Prompt:
From the entries below, count the lines holding the word "Query" and give nothing but the number.

Records for this exercise:

────────────────

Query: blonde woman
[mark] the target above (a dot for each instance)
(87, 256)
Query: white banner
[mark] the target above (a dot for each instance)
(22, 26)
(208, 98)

────────────────

Exercise answer:
2